▶ [Task prompt]: Please check the training post below: which transformers version was used after the out-of-memory error on model load?

▶ [Extract to read]:

This is a follow-up to Part 1, where the v1 adapter produced 600 tab characters oops. I moved training to the RTX 3060, hit a few more walls, and eventually got a v2 run to complete.

v2 Training Setup

After v1 I moved to the RTX 3060 (endor). The goal was to train on the full 41k sample dataset with one pass through the data.

I had to learn what sm_86 means along the way. NVIDIA assigns every GPU a compute capability version sm_ stands for streaming multiprocessor, and the number is essentially the GPU’s feature set version. The T4 is sm_75 (Turing, 2018). The RTX 3060 is sm_86 (Ampere, 2020). I found the full table in NVIDIA’s CUDA GPU list. The reason it matters here: bf16 arithmetic is only natively supported from sm_80 onward, which is why the T4 couldn’t use it and the 3060 can.

Getting there took a few more attempts.

Transformers 5.x OOM: The first run failed immediately on model load with an out-of-memory error. Not during training, before a single step ran. I eventually found that transformers 5.x changed how quantized models load. The new code materializes the full model in GPU memory before applying BnB quantization, which blows past 12GB. The fix was to pin to an older version: pip install 'transformers<5.0'. I landed on 4.57.6.

CUDA OOM at step 50: The model loaded. Training started. At step 50 it crashed with another OOM. This one was the logits tensor from computing loss over long sequences. I dropped --max-len from 512 to 256, but it still crashed. After digging through the PyTorch CUDA memory management docs I decided to try PYTORCH_CUDA_ALLOC_CONF=expandable_segments:True. The docs describe it as a mode where the allocator grows segments incrementally rather than pre-reserving large contiguous blocks — which matters when you’re carving memory for a large model and a large logits tensor at the same time. That cleared it.

After those two fixes the run went clean.

The Numbers

v2 trained for 17.4 hours on the RTX 3060, 2,483 steps, bf16, full 41k dataset.

▶ [Material shown]:

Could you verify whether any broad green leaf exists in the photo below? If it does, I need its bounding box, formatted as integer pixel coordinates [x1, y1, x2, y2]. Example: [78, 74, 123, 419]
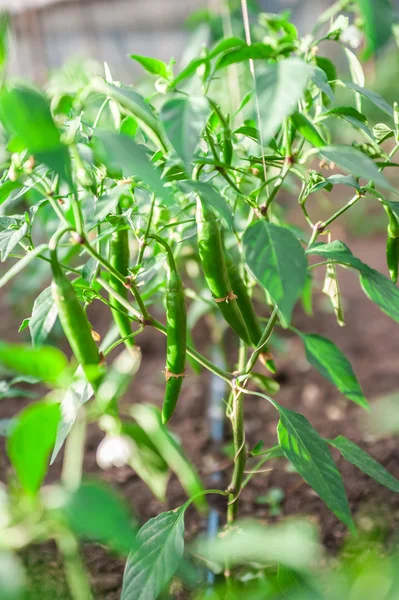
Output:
[131, 404, 207, 510]
[307, 240, 399, 323]
[0, 223, 28, 262]
[0, 548, 27, 600]
[319, 106, 374, 141]
[0, 86, 72, 184]
[122, 422, 170, 502]
[297, 331, 369, 410]
[343, 81, 393, 117]
[312, 67, 335, 102]
[215, 42, 276, 71]
[358, 0, 395, 58]
[93, 131, 174, 205]
[161, 96, 210, 166]
[93, 77, 169, 151]
[243, 220, 307, 327]
[0, 342, 68, 386]
[194, 519, 320, 572]
[327, 435, 399, 493]
[188, 181, 233, 228]
[291, 112, 326, 148]
[7, 401, 60, 494]
[62, 482, 137, 554]
[322, 263, 345, 327]
[320, 145, 393, 190]
[29, 287, 57, 348]
[257, 58, 313, 144]
[121, 506, 185, 600]
[360, 268, 399, 323]
[0, 244, 47, 288]
[276, 404, 354, 529]
[170, 37, 247, 88]
[130, 54, 170, 79]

▶ [Answer to the exercise]: Version 4.57.6.